Additional problem-solving labels for the strategies used in the operation sense assessment were based upon the Cognitively Guided Instruction single digit and multidigit invented algorithms (Carpenter, Fennema, Franke, Levi, & Empson, 1999). When the assessment is administered, single digit strategies would be labeled as either Direct Modeling, Counting, Memorized Fact, or Derived Fact. Multidigit would be labeled as either Direct Modeling with Tens and Ones, Incrementing, Combining, or Compensating.

[FIGURE 4 OMITTED]

Three limitations associated with performance assessments that were discussed previously were addressed in our development efforts. First, the issue of expense with regard to materials was managed by the creation of tasks that allowed for the use of mathematics manipulatives commonly used by the teachers. The issue of expense with regard to time was managed in two ways. Upper grade teachers developed a response sheet that actually listed the task as well as prompts that paralleled many of the questions that would normally be asked in a one-on-one interview. In this way, all students could respond to the performance assessment simultneously with a record of their work being completed in written and pictorial form. The teacher would then review these records and invite students to respond to futher probing and prompting questions should the written record warrant it. A fifth-grade teacher reported being able to accomplish the assessments for his entire class of 20 in about two hours in this way.

[FIGURE 5 OMITTED]

Inasmuch as younger children do not often possess sufficient independent writing ability to allow for simultaneous assessment administration, lower grade teachers determined to use paraprofessionals and preservice university students who were already a part of the school culture to free them up from some of their other instructional responsibilities so that they could deliver the assessments one-on-one.

A second limitation of performance assessments relates to the issue of subjectivity or lack of inter-rater reliability (Linn & Baker, 1996). This is an issue of consistency in the scoring process that is well understood, however, and can be easily controlled with appropriate training of raters (Dunbar & Witt, 1993). Videotaped assessment administrations conducted by the instructor were shown to the teachers in order to deepend their comprehension of assessment procedures. In addition, the teachers each scored these videotaped assessments and the teachers' scores were used to promote scoring consistency. The data obtained from this video training will be discussed in further detail in the next section.

A third limitation relates to the inability of performance assessment results to provide a basis for generalizing across tasks. For example, if a fifth-grade student performed well on a division operation sense task that does not necessarily mean that he or she could perform well on all division tasks. This limitation was addressed by the consistent instruction to teachers that the performance assessments that were developed serve as only one component of a more comprehensive assessment system. That is to say, each teacher was educated in multiple forms of assessment-observations, interviews, conferences, opened-ended questions, portfolios, student self-assessment, constructed response items, selected-response items, and short-answer items (NCTM, 2000; Stenmark, 1991)-so that data obtained from the performance assessments would only partially constitute a more complete collection of information about student mathematical achievement.
◇ ◇ ◇ ◇ ◇
Problems ▸
1/ Translate this sentence from the passage on mathematics performance assessments into Spanish: "The issue of expense with regard to time was managed in two ways."
2/ Take the passage on mathematics performance assessments further, continuing from its final sentence.

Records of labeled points
◇ ◇ ◇ ◇ ◇
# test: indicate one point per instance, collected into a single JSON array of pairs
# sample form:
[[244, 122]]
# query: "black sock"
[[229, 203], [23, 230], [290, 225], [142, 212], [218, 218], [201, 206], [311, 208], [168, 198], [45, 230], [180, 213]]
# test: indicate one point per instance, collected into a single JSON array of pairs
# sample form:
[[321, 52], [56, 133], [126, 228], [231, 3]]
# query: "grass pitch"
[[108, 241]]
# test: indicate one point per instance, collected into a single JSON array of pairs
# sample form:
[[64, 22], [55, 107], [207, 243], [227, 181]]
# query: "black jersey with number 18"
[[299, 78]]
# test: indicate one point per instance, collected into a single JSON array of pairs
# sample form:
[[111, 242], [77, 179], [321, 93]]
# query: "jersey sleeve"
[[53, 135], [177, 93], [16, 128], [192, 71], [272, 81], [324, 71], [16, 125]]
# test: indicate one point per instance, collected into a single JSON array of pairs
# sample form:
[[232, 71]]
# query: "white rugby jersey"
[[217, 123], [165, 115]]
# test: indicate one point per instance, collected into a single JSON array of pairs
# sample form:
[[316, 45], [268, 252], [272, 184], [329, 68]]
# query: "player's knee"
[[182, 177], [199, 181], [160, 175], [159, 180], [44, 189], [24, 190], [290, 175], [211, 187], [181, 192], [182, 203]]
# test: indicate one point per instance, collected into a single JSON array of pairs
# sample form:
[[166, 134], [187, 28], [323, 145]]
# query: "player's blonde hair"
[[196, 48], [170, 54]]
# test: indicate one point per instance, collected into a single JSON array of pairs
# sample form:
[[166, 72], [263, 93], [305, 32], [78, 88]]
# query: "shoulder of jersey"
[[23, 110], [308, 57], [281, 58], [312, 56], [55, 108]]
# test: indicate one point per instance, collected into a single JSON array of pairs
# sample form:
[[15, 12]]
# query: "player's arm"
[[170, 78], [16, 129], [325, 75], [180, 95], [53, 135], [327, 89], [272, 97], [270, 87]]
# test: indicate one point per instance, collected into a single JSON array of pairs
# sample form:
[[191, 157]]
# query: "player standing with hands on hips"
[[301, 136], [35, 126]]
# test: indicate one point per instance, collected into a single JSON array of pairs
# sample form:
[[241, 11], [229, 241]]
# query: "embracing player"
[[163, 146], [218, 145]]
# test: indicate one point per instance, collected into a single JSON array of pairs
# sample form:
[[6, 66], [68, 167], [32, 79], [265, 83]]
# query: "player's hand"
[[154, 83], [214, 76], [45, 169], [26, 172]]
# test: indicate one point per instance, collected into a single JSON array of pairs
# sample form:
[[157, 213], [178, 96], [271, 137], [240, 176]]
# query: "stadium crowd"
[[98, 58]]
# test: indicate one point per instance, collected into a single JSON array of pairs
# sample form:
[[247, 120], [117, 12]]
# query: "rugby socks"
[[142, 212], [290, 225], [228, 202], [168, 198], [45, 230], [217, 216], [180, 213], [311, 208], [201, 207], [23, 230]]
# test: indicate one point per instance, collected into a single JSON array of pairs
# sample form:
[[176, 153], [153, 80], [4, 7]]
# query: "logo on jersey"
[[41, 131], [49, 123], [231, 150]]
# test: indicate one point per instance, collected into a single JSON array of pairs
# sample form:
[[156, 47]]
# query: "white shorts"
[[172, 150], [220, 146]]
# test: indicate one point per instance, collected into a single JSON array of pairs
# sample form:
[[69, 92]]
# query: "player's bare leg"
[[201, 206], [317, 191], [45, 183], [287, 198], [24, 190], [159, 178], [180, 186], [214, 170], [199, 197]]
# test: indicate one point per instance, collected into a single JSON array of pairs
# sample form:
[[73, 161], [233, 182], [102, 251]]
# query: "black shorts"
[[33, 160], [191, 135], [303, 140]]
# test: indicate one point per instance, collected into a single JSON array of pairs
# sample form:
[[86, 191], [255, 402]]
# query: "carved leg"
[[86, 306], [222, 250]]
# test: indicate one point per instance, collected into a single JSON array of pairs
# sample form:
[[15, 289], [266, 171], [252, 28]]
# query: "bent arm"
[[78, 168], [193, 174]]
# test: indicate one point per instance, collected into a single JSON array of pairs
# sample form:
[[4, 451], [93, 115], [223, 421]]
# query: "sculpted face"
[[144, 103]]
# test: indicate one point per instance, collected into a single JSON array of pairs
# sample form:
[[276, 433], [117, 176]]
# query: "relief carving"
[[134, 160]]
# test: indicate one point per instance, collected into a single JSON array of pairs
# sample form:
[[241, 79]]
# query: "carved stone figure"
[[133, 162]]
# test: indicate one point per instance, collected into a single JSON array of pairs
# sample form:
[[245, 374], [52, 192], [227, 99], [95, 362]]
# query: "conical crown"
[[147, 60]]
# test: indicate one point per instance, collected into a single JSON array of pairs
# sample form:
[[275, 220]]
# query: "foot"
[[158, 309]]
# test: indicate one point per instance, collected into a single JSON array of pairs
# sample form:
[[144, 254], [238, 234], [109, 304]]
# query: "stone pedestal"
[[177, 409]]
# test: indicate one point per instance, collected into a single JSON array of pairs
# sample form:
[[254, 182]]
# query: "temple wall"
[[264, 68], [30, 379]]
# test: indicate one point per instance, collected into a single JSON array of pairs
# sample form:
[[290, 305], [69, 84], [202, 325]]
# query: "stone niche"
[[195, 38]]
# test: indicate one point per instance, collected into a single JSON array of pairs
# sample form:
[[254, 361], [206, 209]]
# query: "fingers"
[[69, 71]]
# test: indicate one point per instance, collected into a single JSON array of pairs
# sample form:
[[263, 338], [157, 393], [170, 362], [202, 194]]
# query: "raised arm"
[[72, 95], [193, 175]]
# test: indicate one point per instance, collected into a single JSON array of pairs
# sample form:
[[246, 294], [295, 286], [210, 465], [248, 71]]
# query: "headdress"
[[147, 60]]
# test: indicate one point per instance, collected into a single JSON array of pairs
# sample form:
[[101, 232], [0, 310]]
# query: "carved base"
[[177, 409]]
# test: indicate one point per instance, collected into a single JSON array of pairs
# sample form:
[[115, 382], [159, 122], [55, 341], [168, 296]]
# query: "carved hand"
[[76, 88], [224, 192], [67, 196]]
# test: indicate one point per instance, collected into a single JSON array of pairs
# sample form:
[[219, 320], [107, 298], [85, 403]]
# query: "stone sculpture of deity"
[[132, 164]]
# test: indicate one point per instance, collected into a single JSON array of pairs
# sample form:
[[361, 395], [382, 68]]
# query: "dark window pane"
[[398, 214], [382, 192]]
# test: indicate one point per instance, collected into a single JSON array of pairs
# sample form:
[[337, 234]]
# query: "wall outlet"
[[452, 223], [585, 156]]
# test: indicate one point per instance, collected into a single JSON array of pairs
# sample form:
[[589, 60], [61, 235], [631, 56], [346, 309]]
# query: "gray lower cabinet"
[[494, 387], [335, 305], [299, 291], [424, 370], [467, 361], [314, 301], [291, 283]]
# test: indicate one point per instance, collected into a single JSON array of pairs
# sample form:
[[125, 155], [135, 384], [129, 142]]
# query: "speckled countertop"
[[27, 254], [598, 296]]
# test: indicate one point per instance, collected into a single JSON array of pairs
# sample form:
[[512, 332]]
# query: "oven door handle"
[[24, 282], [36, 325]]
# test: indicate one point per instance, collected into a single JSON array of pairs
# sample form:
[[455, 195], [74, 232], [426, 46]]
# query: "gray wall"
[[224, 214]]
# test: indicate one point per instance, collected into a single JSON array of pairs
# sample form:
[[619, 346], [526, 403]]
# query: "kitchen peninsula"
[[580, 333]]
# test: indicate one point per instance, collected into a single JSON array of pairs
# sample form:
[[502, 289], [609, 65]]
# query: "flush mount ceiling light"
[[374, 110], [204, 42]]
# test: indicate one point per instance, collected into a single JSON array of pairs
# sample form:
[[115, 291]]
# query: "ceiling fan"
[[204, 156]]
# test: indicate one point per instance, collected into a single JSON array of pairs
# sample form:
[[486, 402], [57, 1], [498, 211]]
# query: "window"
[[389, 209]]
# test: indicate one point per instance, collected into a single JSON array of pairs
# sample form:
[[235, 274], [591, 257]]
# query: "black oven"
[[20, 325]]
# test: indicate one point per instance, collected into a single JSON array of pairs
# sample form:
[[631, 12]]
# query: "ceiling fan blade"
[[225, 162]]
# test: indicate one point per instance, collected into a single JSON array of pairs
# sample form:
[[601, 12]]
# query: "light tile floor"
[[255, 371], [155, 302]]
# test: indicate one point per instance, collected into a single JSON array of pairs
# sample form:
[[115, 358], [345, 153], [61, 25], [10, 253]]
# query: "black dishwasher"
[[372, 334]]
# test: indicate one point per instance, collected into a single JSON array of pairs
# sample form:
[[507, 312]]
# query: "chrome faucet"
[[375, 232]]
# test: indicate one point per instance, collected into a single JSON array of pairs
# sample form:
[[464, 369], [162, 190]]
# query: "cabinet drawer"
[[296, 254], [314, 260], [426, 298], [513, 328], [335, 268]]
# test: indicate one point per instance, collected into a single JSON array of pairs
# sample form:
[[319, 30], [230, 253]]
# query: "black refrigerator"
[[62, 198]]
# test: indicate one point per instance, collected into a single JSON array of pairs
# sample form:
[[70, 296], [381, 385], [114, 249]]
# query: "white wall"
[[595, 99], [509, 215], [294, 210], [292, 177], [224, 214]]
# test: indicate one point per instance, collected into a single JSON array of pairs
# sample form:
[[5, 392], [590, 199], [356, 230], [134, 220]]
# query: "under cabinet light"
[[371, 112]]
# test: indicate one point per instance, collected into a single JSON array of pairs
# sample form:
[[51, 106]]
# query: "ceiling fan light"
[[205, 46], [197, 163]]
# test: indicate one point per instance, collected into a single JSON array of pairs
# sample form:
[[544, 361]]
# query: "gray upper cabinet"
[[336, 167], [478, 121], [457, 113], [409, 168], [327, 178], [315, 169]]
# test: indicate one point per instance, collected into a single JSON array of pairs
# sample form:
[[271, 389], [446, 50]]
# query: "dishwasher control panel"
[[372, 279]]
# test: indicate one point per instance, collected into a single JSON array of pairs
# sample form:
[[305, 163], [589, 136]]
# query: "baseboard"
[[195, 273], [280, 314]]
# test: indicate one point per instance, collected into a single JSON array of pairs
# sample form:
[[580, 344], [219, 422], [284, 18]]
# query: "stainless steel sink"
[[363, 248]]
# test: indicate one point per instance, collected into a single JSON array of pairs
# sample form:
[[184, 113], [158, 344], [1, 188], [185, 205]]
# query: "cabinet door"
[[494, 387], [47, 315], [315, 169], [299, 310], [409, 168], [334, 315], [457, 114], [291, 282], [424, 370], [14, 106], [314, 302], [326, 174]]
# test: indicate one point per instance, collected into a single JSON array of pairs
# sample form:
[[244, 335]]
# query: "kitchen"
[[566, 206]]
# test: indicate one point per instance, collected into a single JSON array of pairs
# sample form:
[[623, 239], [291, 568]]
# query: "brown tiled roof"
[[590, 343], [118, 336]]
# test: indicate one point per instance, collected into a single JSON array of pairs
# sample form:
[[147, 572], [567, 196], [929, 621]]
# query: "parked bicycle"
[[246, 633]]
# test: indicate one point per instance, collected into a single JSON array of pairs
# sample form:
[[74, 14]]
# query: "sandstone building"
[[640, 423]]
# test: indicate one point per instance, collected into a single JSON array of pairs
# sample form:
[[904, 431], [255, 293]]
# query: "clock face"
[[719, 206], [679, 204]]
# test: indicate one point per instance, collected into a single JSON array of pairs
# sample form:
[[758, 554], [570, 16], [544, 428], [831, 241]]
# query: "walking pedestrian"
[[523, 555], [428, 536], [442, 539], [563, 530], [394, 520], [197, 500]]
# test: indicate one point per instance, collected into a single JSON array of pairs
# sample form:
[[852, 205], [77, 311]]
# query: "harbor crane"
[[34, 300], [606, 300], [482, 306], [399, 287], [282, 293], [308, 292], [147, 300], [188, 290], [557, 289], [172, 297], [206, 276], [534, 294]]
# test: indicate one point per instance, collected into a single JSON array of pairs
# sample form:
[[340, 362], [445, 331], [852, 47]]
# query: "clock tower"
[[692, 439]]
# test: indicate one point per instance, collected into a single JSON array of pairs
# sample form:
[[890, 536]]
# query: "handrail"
◇ ◇ ◇ ◇ ◇
Task-by-task outputs ▸
1/ El problema del costo en cuanto al tiempo se abordó de dos maneras.

2/
Inter-rater Reliability Analysis Procedures

The instructor in the program administered the performance assessments to six different children, one in each of the grades K-5. The teachers then viewed and scored videotaped administraitons of those assessments. Following the presentation of each videotaped performance assessment, teachers recorded their scores, and then a discussion was conducted in an effort to deepen understanding of the scoring criteria. The scores were subsequently analyzed using Cronbach's Alpha. Cronbach's Alpha is a test for a model's or survey's internal consistency and is sometimes referred to as a "scale reliability coefficient" (Moffatt, 2005, p. 1). Multiple ratings of the same performance are analogous to a test or survey in which several items purport to measure the same factor or attribute. In that sense, determining the degree of consistency between ratings compares to computing the degree of internal consistency (or relability) between items. One method for determining the degree of internal consistency is referred to as "split-half" in which a correlation coefficeint is computed between scores obtained from half of the items that measure an attribute and scores obtained from the other half. Cronbach's Alpha is mathematically equivalent to the average of all possible split-half estimates, although that is not exactly how it is computed (Trochim, 2005).

The first analysis involved computing the alpha for all ratings for all assessments in each of the four cohorts of teachers, as well as an overall alpha for all cohorts combined. As shown in Table 4, an extremely high degree of consistency existed among raters.

A second analysis was performed in which the degree of consistency among all raters for each of the two assssments in each grade level was computed, the results of which are displayed in Table 5. It is not surprising that somewhat lower alpha coefficients were obtained when compared to those in Table 4 because only ten percent of the ratings used for obtaining the coefficients in Table 4 were used to compute each of the coefficients in Table 5. With that statistical fact kept in mind, they do indicate a comfortable degree of reliability overall.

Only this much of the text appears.